[SUPPLIED ENTRIES]

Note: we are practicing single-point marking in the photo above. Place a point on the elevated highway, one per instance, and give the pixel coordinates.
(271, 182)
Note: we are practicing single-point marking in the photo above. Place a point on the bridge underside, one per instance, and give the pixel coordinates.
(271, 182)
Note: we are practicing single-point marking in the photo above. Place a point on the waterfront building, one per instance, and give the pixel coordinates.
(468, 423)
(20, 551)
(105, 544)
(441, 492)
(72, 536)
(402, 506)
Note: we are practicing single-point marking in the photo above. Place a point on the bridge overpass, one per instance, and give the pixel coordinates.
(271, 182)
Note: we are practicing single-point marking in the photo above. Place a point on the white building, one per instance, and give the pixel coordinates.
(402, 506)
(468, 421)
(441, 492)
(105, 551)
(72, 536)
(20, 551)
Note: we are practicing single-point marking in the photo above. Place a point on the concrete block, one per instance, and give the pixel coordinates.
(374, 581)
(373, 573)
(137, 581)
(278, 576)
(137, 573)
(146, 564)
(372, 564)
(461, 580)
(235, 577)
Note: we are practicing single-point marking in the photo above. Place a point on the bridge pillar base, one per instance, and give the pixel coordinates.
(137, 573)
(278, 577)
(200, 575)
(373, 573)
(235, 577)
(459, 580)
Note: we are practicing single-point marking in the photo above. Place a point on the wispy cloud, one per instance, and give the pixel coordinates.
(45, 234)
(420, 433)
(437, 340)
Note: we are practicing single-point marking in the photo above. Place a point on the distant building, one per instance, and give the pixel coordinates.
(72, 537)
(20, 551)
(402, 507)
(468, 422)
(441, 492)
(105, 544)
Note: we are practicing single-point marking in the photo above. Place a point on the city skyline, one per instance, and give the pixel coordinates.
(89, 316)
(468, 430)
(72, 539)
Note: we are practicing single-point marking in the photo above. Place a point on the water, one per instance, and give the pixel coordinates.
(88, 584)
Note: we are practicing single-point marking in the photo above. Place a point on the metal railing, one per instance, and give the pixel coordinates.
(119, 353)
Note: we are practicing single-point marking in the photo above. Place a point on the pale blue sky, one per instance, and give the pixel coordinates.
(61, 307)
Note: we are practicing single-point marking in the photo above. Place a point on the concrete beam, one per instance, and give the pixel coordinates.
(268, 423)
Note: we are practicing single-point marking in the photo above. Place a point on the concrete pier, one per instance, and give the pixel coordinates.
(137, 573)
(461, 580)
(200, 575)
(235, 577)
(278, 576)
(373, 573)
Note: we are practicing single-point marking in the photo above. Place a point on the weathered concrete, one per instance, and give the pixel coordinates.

[/SUPPLIED ENTRIES]

*EXERCISE REQUIREMENTS*. At the line containing "concrete pier, one", start transcribing exactly, and continue through the last line of the listing. Stop there and add nothing.

*SOLVED PROBLEM*.
Note: we are practicing single-point marking in the photo above. Place a point on the concrete pier, one per instance, and give the pixel coordinates.
(137, 573)
(461, 580)
(200, 575)
(235, 577)
(278, 576)
(373, 573)
Note: we are practicing single-point marking in the photo above. Place a point on the weathered concrete, one per instance, and give the pixel coordinates.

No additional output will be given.